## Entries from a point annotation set
------------------------------------------------------------------------
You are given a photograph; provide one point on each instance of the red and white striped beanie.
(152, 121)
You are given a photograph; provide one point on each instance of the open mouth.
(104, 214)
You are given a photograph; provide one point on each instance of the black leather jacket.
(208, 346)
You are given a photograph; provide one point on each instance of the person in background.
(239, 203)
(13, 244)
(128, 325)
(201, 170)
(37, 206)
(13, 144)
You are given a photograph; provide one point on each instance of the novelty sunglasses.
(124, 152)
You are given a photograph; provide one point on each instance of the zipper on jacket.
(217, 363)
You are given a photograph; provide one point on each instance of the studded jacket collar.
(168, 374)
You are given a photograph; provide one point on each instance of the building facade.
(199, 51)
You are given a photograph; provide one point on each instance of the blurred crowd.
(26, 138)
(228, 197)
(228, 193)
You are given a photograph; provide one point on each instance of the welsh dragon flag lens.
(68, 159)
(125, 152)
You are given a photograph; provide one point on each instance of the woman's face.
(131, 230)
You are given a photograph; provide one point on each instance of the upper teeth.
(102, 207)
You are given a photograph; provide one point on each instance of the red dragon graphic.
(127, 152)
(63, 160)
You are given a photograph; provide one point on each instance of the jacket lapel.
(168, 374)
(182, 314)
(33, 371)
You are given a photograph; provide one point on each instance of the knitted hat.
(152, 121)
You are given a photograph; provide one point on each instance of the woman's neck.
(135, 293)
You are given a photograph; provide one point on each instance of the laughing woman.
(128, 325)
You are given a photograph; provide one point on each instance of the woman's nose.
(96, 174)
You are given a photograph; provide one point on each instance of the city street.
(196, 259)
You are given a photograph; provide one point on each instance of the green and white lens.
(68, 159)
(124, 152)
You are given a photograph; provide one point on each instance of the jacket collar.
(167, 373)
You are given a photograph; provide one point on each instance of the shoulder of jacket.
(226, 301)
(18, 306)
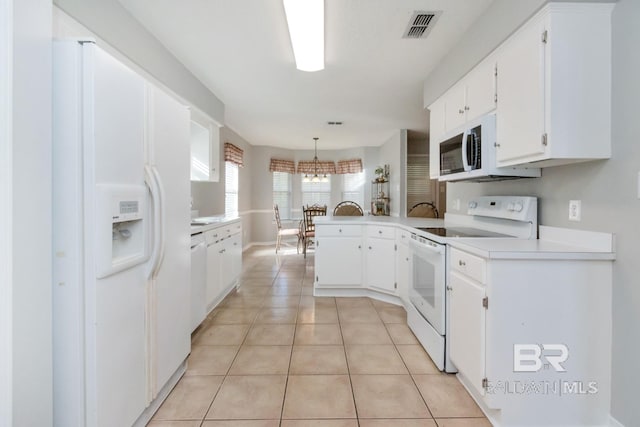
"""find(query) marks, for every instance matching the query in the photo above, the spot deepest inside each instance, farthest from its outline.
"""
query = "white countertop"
(555, 243)
(407, 223)
(212, 222)
(528, 249)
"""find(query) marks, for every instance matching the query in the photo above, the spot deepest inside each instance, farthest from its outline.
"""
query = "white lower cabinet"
(404, 269)
(359, 256)
(531, 338)
(467, 327)
(380, 264)
(224, 262)
(338, 256)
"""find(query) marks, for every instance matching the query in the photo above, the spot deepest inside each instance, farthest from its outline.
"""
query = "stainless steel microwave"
(469, 153)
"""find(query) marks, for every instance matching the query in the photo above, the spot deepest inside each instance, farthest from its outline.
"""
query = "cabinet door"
(467, 331)
(338, 261)
(380, 272)
(521, 91)
(454, 107)
(214, 253)
(481, 89)
(436, 130)
(403, 270)
(235, 255)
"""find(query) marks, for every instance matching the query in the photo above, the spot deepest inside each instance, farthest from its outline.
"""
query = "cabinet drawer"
(381, 231)
(403, 236)
(336, 230)
(470, 265)
(213, 236)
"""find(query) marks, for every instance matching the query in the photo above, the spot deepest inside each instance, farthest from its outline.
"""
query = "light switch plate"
(575, 210)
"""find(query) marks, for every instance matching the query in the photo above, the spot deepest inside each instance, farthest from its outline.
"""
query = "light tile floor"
(272, 355)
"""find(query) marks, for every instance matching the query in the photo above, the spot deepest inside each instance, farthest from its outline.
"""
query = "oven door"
(428, 291)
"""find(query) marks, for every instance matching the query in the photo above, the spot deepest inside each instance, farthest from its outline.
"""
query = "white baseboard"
(614, 423)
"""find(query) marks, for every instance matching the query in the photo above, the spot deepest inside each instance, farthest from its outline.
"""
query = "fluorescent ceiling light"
(306, 29)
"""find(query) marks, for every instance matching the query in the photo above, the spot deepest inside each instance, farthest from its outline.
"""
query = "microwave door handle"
(476, 150)
(465, 153)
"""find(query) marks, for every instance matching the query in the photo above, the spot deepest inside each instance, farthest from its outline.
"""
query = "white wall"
(25, 282)
(113, 24)
(609, 194)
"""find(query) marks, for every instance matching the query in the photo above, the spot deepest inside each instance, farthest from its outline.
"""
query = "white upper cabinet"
(469, 99)
(205, 149)
(554, 87)
(436, 130)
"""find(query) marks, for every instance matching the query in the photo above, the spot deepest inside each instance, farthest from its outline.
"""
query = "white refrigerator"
(121, 239)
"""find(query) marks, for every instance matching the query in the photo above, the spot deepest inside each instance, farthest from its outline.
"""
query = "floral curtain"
(349, 166)
(233, 154)
(278, 165)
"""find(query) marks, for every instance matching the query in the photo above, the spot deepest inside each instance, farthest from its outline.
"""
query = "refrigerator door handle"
(161, 219)
(156, 199)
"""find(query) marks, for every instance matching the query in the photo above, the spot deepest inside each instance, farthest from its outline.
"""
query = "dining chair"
(285, 232)
(309, 228)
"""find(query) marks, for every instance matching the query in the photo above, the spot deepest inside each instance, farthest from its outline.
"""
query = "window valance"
(278, 165)
(325, 167)
(349, 166)
(233, 154)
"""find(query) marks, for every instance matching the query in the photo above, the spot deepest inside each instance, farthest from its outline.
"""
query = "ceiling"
(372, 80)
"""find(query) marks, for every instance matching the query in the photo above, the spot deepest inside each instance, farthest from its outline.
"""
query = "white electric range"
(487, 217)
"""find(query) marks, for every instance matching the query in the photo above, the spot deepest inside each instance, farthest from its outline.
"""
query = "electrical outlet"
(575, 210)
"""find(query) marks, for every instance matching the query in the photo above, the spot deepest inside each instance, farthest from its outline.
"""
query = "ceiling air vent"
(420, 24)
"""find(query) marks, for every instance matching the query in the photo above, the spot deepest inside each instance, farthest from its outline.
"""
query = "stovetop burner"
(461, 232)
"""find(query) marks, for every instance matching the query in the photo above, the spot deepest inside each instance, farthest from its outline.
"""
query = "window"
(282, 193)
(230, 188)
(418, 182)
(353, 188)
(316, 192)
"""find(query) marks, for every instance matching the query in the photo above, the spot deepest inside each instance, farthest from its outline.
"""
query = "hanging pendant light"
(316, 177)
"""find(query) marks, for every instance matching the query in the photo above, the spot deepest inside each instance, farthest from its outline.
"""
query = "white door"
(467, 331)
(168, 150)
(454, 106)
(481, 89)
(521, 102)
(380, 270)
(339, 261)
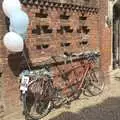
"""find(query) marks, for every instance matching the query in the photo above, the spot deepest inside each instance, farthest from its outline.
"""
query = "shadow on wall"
(17, 61)
(108, 110)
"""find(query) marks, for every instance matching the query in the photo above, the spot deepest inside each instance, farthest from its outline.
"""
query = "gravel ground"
(103, 107)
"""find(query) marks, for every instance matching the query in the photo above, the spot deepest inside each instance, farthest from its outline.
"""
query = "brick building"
(47, 19)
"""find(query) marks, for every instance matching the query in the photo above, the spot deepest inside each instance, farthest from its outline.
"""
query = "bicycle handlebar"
(85, 55)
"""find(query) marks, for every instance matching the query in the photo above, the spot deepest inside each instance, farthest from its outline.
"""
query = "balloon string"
(26, 60)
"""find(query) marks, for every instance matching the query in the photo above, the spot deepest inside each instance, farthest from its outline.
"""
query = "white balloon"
(13, 42)
(10, 6)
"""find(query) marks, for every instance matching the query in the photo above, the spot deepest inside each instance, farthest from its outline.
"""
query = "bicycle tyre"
(95, 82)
(39, 113)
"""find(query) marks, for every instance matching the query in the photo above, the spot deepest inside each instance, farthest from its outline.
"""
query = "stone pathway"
(103, 107)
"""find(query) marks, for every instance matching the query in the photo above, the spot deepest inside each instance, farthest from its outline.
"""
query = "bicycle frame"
(86, 68)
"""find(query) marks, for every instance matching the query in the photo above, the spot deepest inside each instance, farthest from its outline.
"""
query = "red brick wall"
(105, 37)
------------------------------------------------------------------------
## The request
Copy out all of the material exactly as written, without its pictures.

## Reply
You are given a photograph; provide one point on each instance of the red and white striped beanie.
(152, 121)
You are given a photograph; provide one point on each instance of the open mouth.
(104, 214)
You are given a photograph; provide one point on each instance of the black leather jacket.
(208, 346)
You are given a photograph; provide one point on each instance of the person in background.
(239, 203)
(13, 244)
(128, 325)
(201, 170)
(37, 206)
(13, 144)
You are given a photograph; provide one point on each instance of the novelty sunglasses.
(124, 152)
You are given a photograph; provide one point on each instance of the zipper on jacket.
(217, 363)
You are given a photograph; provide one point on each instance of the studded jacket collar.
(168, 374)
You are given a photograph; provide one point on each instance of the building facade.
(199, 51)
You are given a photograph; provide one point on each instance of the blurred crowd.
(26, 138)
(228, 197)
(228, 193)
You are given a photograph; provide one point on each instance of the welsh dragon flag lens.
(68, 159)
(125, 152)
You are given a photograph; provide one point on each instance of the woman's face.
(131, 230)
You are given a photograph; provide one point on each instance of the upper teeth.
(102, 207)
You are given a photograph; provide one point on each instance of the red dragon graphic.
(127, 152)
(63, 160)
You are given a photograph; provide one point on each instance of the jacket lapel.
(168, 374)
(182, 314)
(33, 371)
You are given a photograph; provide one point on each instance of the knitted hat.
(152, 121)
You are given a photograph; provide one point on each instance of the woman's neck.
(135, 293)
You are given a photograph; provide one point on each instance of the laughing woman.
(128, 325)
You are given a photograph; provide one point on each instance of the woman's nose.
(96, 174)
You are given a photograph; provide one point on each instance of the city street.
(196, 259)
You are given a photograph; provide one point on each instance of the green and white lens.
(68, 159)
(124, 152)
You are given a photograph; provide one point on each instance of the jacket collar.
(167, 373)
You are given a photograph; provide one point on each instance of the shoulder of jacket.
(226, 301)
(18, 306)
"""find(query) marks, for every instance matching the query in the photo above, the spot deepest inside each instance, farthest from its outline.
"""
query = "white countertop"
(555, 243)
(407, 223)
(212, 222)
(528, 249)
"""find(query) marks, for every instance matching the query in the photo above, the spot deepest inside each instance, farthest from its outline.
"""
query = "white lower cabinet"
(404, 269)
(359, 256)
(531, 338)
(467, 327)
(380, 264)
(224, 262)
(338, 256)
"""find(query) marks, for every instance matching the query in the photo above, the spot deepest inside each instance, farthest from its outline.
"""
query = "stainless steel microwave"
(469, 153)
"""find(query) marks, for every instance matching the query in the photo above, the spot deepest inside each instance, farthest from its outline.
"""
query = "cabinet door"
(467, 331)
(338, 261)
(380, 272)
(521, 91)
(454, 107)
(214, 253)
(481, 89)
(436, 130)
(403, 270)
(235, 255)
"""find(query) marks, for every instance matching the query in the photo above, the spot deepest inside each instance, farthest from its outline.
"""
query = "cabinet drawer"
(381, 231)
(403, 236)
(336, 230)
(470, 265)
(213, 236)
"""find(query) marks, for every instance matching the query in the photo above, the spot deepest inside each instance, farthest from its outline.
"""
query = "light switch plate"
(575, 210)
"""find(query) marks, for every instance matching the query in the photo above, the spot deepest inside each instance, farthest from its outline.
"""
query = "light tile floor"
(272, 355)
"""find(query) marks, for every instance matching the query in the photo above, the spot deepest inside each instance, farthest from its outline.
"""
query = "oven door"
(428, 291)
"""find(query) marks, for every instance matching the query in the photo above, the spot deepest inside each instance, farthest from its outline.
"""
query = "white baseboard"
(614, 423)
"""find(query) marks, for every instance matching the query in the photo above, the spot deepest inside each instance, farthest from its outline.
"""
query = "fluorescent ceiling light"
(306, 29)
"""find(query) marks, for every instance matching the query in the photo above, the spot deepest inside each instance, farthest from its outline.
"""
query = "microwave door handle"
(476, 150)
(465, 153)
"""find(query) marks, for every instance matching the query in the photo above, the spot deepest inside each instance, farthest from its outline.
"""
query = "white wall"
(25, 282)
(113, 24)
(609, 194)
"""find(query) marks, for every instance matching the query in the photo above, the spot deepest inside each instance, farthest from its outline.
"""
query = "white upper cabinet"
(469, 99)
(205, 149)
(554, 87)
(436, 130)
"""find(query) marks, for every instance matching the query in the photo above, the spot deepest inside each instance, farthest from its outline.
"""
query = "white refrigerator"
(121, 239)
"""find(query) marks, for every instance matching the query in the photo above, the spot deepest inside each instance, farthest from its outline.
"""
query = "floral curtain"
(349, 166)
(233, 154)
(278, 165)
"""find(query) marks, for every instance matching the query in the photo above, the spot deepest inside each instance, farthest from its outline.
"""
query = "refrigerator door handle"
(161, 219)
(156, 199)
"""find(query) marks, for every instance matching the query in the photo above, the spot deepest inside each instance, farthest from its outline.
"""
query = "dining chair"
(285, 232)
(309, 228)
"""find(query) marks, for every instance matching the query in the photo above, the spot deepest inside each instance, farthest from its outline.
"""
query = "window valance"
(278, 165)
(325, 167)
(349, 166)
(233, 154)
"""find(query) marks, for every instance matching the query in the photo above, the spot deepest inside each instance, farthest from its outline.
"""
query = "ceiling"
(372, 80)
"""find(query) marks, for every instance matching the query in the photo above, the spot deepest inside each instance, farthest from its outline.
"""
query = "white electric range"
(487, 217)
"""find(query) marks, for every instance matching the query in the photo above, the spot deepest inside each instance, farthest from its outline.
"""
query = "electrical outlet"
(575, 210)
"""find(query) marks, for every instance matching the query in the photo above, the spot deepest inside each instance, farthest from its outline.
"""
query = "ceiling air vent"
(420, 24)
"""find(query) marks, for every instance matching the query in the photo above, the spot deepest inside each instance, farthest from its outline.
"""
query = "stovetop burner"
(461, 232)
"""find(query) marks, for every instance matching the query in the photo above, the spot deepest inside each instance, farthest from its outline.
"""
query = "window"
(282, 193)
(230, 188)
(418, 182)
(353, 188)
(316, 192)
"""find(query) marks, for every instance matching the query in the photo above, the spot deepest inside each instance, farthest from its outline.
"""
query = "hanging pendant light"
(316, 177)
"""find(query) marks, for every instance matching the query in the photo above, the spot deepest inside each instance, farthest from its outline.
"""
query = "white door"
(467, 331)
(168, 150)
(454, 106)
(481, 89)
(521, 102)
(380, 270)
(339, 261)
"""find(query) marks, for every instance matching the query in the photo above, the spot deepest inside each instance, farthest from its outline.
"""
query = "shadow on wall"
(17, 61)
(108, 110)
"""find(query) marks, for every instance matching the query in the photo above, the spot deepest inside each instance, farthest from its outline.
"""
query = "gravel ground"
(103, 107)
"""find(query) marks, for every instance matching the query in the photo above, the spot deepest inside each instance, farthest from its outline.
"""
query = "brick building"
(47, 19)
"""find(query) marks, for every instance matching the query in the photo above, the spot deepest inside each instance, farthest from its outline.
"""
query = "bicycle handlebar"
(85, 55)
"""find(query) marks, for every instance matching the query in the photo above, the spot deepest inside each instance, farthest from its outline.
"""
query = "balloon string"
(26, 60)
"""find(query) marks, for every instance matching the query in the photo above, the spot deepest inside each instance, farthest from its outline.
"""
query = "white balloon"
(13, 42)
(10, 6)
"""find(query) marks, for every instance matching the query in the photo above, the spot deepest inside each instance, farthest from its outline.
"""
query = "bicycle tyre"
(95, 82)
(39, 113)
"""find(query) marks, for every instance matching the query in the photo above, the spot deepest inside each instance, farthest from its outline.
"""
query = "stone pathway"
(103, 107)
"""find(query) marks, for every instance matching the query in the photo above, the spot deepest inside each instance, farthest from its outline.
"""
query = "bicycle frame"
(86, 68)
"""find(query) marks, for every instance matching the query in the photo above, the spot deepest inside each instance, farthest from its outline.
"""
query = "red brick wall"
(105, 37)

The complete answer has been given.